● GIVEN PROBLEM:
Return each line in the records below that contains the word "dark".

— Start PROVIDED DATA —

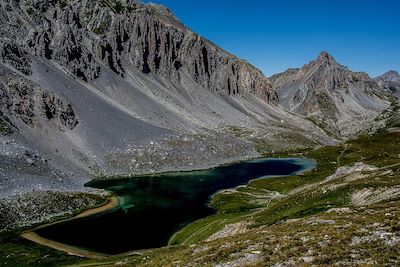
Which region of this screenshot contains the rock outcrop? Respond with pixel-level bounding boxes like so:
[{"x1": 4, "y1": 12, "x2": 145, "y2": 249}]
[
  {"x1": 271, "y1": 52, "x2": 389, "y2": 138},
  {"x1": 375, "y1": 70, "x2": 400, "y2": 97},
  {"x1": 0, "y1": 70, "x2": 78, "y2": 130}
]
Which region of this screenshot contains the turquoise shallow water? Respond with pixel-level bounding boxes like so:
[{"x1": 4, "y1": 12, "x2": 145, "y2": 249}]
[{"x1": 37, "y1": 158, "x2": 315, "y2": 254}]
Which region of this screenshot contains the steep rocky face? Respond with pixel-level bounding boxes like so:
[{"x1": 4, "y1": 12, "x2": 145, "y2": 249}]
[
  {"x1": 0, "y1": 0, "x2": 336, "y2": 205},
  {"x1": 0, "y1": 70, "x2": 78, "y2": 130},
  {"x1": 375, "y1": 70, "x2": 400, "y2": 97},
  {"x1": 271, "y1": 52, "x2": 388, "y2": 136},
  {"x1": 1, "y1": 0, "x2": 277, "y2": 103}
]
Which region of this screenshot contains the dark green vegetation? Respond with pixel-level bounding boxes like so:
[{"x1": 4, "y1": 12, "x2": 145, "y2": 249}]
[
  {"x1": 1, "y1": 104, "x2": 400, "y2": 266},
  {"x1": 36, "y1": 159, "x2": 314, "y2": 255},
  {"x1": 0, "y1": 194, "x2": 107, "y2": 266},
  {"x1": 0, "y1": 231, "x2": 82, "y2": 266}
]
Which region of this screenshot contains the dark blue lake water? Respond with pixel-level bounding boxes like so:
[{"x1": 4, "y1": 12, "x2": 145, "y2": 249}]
[{"x1": 36, "y1": 159, "x2": 314, "y2": 254}]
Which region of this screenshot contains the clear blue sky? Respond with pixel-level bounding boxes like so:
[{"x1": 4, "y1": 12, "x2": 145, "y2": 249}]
[{"x1": 144, "y1": 0, "x2": 400, "y2": 76}]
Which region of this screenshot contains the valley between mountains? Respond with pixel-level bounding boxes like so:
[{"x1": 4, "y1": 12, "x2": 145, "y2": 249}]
[{"x1": 0, "y1": 0, "x2": 400, "y2": 266}]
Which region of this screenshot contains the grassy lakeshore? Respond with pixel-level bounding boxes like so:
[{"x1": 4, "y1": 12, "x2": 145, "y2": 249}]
[
  {"x1": 76, "y1": 107, "x2": 400, "y2": 266},
  {"x1": 0, "y1": 105, "x2": 400, "y2": 266},
  {"x1": 0, "y1": 195, "x2": 118, "y2": 266}
]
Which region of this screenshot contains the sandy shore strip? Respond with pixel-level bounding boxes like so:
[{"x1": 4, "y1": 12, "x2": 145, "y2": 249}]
[{"x1": 21, "y1": 197, "x2": 119, "y2": 258}]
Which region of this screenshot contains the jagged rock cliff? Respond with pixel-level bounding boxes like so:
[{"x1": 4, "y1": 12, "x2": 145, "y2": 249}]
[
  {"x1": 1, "y1": 0, "x2": 276, "y2": 103},
  {"x1": 0, "y1": 0, "x2": 334, "y2": 201},
  {"x1": 375, "y1": 70, "x2": 400, "y2": 97},
  {"x1": 271, "y1": 52, "x2": 389, "y2": 138}
]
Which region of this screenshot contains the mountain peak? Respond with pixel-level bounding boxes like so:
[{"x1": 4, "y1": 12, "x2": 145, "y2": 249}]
[
  {"x1": 376, "y1": 70, "x2": 400, "y2": 82},
  {"x1": 316, "y1": 51, "x2": 337, "y2": 64},
  {"x1": 384, "y1": 70, "x2": 400, "y2": 76}
]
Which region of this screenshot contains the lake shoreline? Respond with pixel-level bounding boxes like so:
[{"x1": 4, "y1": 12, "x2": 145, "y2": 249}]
[
  {"x1": 21, "y1": 158, "x2": 316, "y2": 258},
  {"x1": 21, "y1": 196, "x2": 119, "y2": 258}
]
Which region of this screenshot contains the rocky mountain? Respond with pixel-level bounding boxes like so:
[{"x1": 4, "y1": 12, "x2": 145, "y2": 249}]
[
  {"x1": 271, "y1": 52, "x2": 389, "y2": 138},
  {"x1": 0, "y1": 0, "x2": 335, "y2": 201},
  {"x1": 375, "y1": 70, "x2": 400, "y2": 97}
]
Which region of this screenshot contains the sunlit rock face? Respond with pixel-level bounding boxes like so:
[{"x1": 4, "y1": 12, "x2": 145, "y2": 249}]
[{"x1": 271, "y1": 52, "x2": 389, "y2": 137}]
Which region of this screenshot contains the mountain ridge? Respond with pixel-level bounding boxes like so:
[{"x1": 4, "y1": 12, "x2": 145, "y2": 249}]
[{"x1": 271, "y1": 51, "x2": 389, "y2": 137}]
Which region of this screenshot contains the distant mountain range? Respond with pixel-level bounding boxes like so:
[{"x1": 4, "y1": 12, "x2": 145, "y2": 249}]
[
  {"x1": 0, "y1": 0, "x2": 399, "y2": 205},
  {"x1": 271, "y1": 52, "x2": 389, "y2": 137},
  {"x1": 375, "y1": 70, "x2": 400, "y2": 97}
]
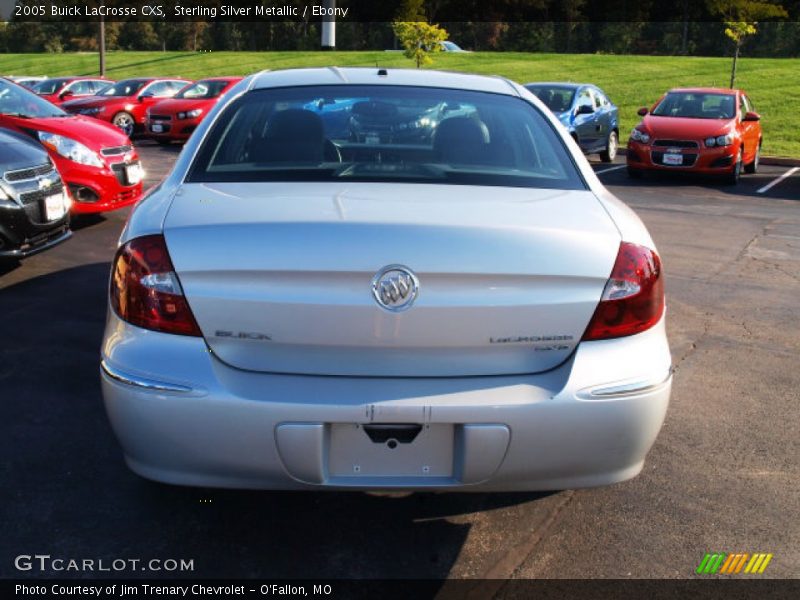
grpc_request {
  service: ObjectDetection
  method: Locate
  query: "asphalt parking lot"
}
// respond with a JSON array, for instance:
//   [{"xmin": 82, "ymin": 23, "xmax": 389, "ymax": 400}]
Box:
[{"xmin": 0, "ymin": 142, "xmax": 800, "ymax": 578}]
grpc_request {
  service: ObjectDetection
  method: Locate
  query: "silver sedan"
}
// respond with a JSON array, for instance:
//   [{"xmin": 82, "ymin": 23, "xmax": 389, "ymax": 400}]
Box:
[{"xmin": 101, "ymin": 68, "xmax": 671, "ymax": 491}]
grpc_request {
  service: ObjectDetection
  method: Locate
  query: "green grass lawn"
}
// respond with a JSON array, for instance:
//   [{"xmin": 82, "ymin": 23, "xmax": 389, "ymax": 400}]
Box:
[{"xmin": 0, "ymin": 52, "xmax": 800, "ymax": 157}]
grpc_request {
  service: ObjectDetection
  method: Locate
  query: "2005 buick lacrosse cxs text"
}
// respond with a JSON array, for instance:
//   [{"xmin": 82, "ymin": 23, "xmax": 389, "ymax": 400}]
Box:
[{"xmin": 101, "ymin": 68, "xmax": 672, "ymax": 491}]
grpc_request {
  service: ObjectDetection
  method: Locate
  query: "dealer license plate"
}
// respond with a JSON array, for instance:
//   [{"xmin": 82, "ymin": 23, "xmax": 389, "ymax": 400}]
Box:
[{"xmin": 125, "ymin": 164, "xmax": 142, "ymax": 185}]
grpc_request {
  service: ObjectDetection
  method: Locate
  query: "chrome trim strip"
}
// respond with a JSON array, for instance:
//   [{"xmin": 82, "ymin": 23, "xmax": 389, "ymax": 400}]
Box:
[
  {"xmin": 100, "ymin": 360, "xmax": 192, "ymax": 394},
  {"xmin": 589, "ymin": 367, "xmax": 674, "ymax": 398}
]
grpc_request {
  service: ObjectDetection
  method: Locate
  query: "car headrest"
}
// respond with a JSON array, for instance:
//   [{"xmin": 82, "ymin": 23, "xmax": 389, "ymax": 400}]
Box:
[
  {"xmin": 433, "ymin": 117, "xmax": 490, "ymax": 164},
  {"xmin": 254, "ymin": 108, "xmax": 325, "ymax": 162}
]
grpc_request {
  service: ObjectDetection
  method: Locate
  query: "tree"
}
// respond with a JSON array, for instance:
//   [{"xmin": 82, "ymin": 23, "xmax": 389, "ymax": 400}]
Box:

— End PROVIDED DATA —

● TASK RESULT:
Which region of this screenshot contains the dark green vegetation? Respond with pixel-level bounding boxes like so:
Which region of this screenshot contains the dark blue lake water? Respond with pixel-level bounding boxes like so:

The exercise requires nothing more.